<<<<
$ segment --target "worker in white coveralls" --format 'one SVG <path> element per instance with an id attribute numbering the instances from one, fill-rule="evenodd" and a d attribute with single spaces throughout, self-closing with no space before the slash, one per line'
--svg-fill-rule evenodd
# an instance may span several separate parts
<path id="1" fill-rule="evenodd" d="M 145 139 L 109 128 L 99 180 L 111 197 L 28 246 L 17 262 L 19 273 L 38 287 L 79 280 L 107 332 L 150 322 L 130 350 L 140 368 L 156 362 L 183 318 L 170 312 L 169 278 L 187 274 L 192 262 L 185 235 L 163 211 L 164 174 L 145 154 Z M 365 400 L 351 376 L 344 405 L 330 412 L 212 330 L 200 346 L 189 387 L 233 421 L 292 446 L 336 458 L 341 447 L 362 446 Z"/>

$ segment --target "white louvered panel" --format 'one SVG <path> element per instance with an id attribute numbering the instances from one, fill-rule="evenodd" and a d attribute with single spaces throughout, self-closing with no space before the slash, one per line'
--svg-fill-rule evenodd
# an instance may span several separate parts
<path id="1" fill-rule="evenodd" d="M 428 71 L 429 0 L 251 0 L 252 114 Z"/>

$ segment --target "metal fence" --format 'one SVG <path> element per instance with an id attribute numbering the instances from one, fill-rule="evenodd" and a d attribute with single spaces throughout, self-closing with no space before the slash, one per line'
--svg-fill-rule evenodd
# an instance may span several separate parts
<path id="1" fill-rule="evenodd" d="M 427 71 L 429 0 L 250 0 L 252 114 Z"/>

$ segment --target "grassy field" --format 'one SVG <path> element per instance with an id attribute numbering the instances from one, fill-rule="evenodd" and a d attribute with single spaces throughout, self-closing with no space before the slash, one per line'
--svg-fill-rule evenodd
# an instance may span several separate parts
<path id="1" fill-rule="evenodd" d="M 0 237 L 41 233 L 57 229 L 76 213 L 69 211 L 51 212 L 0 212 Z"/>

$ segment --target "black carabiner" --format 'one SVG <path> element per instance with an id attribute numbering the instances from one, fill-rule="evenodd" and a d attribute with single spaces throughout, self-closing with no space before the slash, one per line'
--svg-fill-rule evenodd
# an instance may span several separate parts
>>>>
Short problem :: Rewrite the part of the listing that runs from its first line through the line containing "428 71 L 429", changing "coveralls" to "overalls" and leaving everything else unchanged.

Solution to this exercise ::
$ segment --target "worker in white overalls" --format 'one SVG <path> element per instance with an id attribute numbering the instances from one, fill-rule="evenodd" and a d attribute with single spaces throughout, self-closing with no space before the slash, one per line'
--svg-fill-rule evenodd
# an instance may span several separate parts
<path id="1" fill-rule="evenodd" d="M 145 139 L 109 128 L 99 180 L 111 197 L 28 246 L 17 262 L 19 273 L 38 287 L 79 280 L 107 332 L 150 322 L 130 350 L 140 368 L 156 362 L 183 318 L 170 312 L 169 278 L 187 274 L 192 262 L 185 235 L 163 211 L 164 174 L 145 154 Z M 365 400 L 351 376 L 344 405 L 330 412 L 212 330 L 200 346 L 189 387 L 233 421 L 292 446 L 336 458 L 341 447 L 362 446 Z"/>

$ segment --target "white louvered panel" --format 'one SVG <path> element per instance with an id attribute numbering the instances from one, fill-rule="evenodd" and a d attribute with single spaces throughout, self-closing with no space before the slash, one per line'
--svg-fill-rule evenodd
# an instance may span several separate parts
<path id="1" fill-rule="evenodd" d="M 428 71 L 429 0 L 251 0 L 252 114 Z"/>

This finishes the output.